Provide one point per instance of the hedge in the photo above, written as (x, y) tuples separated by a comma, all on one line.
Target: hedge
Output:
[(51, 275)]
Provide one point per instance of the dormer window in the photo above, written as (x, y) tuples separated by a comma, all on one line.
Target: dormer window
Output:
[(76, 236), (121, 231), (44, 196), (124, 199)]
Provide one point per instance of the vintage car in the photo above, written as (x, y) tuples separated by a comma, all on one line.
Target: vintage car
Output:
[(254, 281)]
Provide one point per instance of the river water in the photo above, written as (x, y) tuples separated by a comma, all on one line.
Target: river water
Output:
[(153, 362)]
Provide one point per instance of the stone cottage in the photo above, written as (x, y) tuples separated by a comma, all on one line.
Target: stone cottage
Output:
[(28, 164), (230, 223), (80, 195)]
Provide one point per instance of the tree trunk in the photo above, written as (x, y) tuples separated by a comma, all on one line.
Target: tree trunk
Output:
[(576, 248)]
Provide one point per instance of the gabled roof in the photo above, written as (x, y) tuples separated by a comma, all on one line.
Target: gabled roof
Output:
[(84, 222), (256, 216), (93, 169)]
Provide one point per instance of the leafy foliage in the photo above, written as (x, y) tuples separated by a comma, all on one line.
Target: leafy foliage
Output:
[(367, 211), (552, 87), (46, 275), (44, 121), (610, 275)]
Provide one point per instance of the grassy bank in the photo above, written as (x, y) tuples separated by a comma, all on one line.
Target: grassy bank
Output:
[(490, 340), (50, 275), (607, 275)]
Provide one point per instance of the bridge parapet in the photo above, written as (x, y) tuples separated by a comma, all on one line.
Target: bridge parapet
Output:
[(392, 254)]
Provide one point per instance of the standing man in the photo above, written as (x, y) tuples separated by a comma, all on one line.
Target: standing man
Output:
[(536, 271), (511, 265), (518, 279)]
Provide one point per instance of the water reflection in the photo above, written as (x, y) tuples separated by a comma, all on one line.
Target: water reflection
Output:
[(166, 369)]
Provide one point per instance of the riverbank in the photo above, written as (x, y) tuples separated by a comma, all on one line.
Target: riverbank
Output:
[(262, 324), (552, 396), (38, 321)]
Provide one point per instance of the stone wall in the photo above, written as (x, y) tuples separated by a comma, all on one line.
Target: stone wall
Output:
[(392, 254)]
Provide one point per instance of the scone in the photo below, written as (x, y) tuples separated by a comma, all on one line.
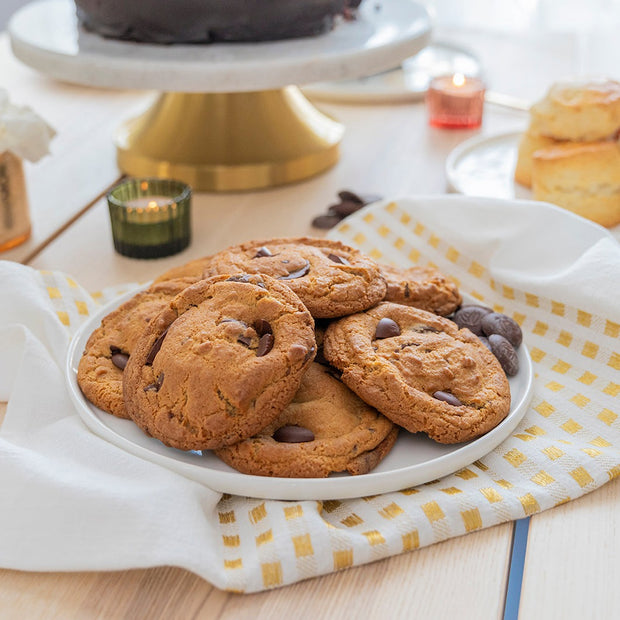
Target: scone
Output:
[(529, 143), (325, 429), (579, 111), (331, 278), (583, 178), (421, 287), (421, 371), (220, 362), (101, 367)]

**WHAT NEEDS TO BE DONE**
Print the whole listing above again word for word, leaving out the picture.

**CORRECT ANSWER**
Provide one point per instance of the hedge in the photo above, written as (x, y) tuples separated by a comma, all on one line.
Target: hedge
Output:
[(51, 275)]
Provide one point per instance of the dormer window in the photo above, written as (x, y) tuples separated by a comma, all on one line.
Target: dormer window
Output:
[(76, 236), (121, 231), (44, 196), (124, 199)]
Provide one point per instance of the vintage car in the photo above, written as (x, y) tuples separated by a comma, all on one line.
Target: vintage car
Output:
[(254, 281)]
Provide one point per instance of the river water in the photo above, written as (x, y) tuples separated by a comma, all on one line.
Target: river water
Output:
[(153, 362)]
Provide one point per instance of the stone cottage in the photo above, written as (x, y) tuples separated by a comma, all on one line.
Target: stone cottage
Output:
[(28, 164), (230, 223), (80, 195)]
Provide one point per instance of the tree trunk in the photo above, written as (x, y) tuples separated by a comma, all on one line.
Target: tree trunk
Output:
[(576, 248)]
Provide one point per instance of the gabled roof in the photo above, written as (x, y) tuples separated by a comma, all on one line.
Target: gabled roof
Output:
[(84, 222), (256, 216), (93, 169)]
Provide one point per instance of the leafy foliage in the photo above, written as (x, y) tuples separated by a comma, all on one line.
Target: leafy foliage
Output:
[(367, 211), (552, 87), (46, 275), (44, 121), (610, 275)]
Provide one point per instance of the grassy bank in the photo above, written as (x, y) tuples separated by a comma, all on one line.
Target: grassy bank
Output:
[(490, 340), (50, 275), (607, 275)]
Provide one point per instance of the bridge parapet in the photo above, written as (x, y) tuples separated by a comma, all on one line.
Target: bridge parapet
Output:
[(392, 254)]
Provide one point per instance of the standing man in the photo above, written as (x, y) tuples separated by a comma, all on one line.
Target: standing man
Output:
[(536, 271), (511, 265), (518, 279)]
Provide one point per instance of the water reflection in the photo above, written as (x, y) tuples separated by a comma, all on one line.
Target: water reflection
Output:
[(166, 369)]
Provide one point per instance of the riverbank in the photo above, written as (x, y) tuples separated by a comma, all on one line.
Target: riverbank
Output:
[(262, 324), (552, 396), (38, 321)]
Provide one point per instance of the stone wall in the photo above, written as (x, y) tuples separated by a comma, all on one line.
Target: stone wall
Output:
[(392, 254)]
Provide one point per instance of the scone in the photo below, written as (x, y) tuples separated by a comma, all on one line.
Target: scone
Output:
[(529, 143), (325, 429), (579, 111), (331, 278), (583, 178), (421, 287), (421, 371), (220, 362), (101, 367)]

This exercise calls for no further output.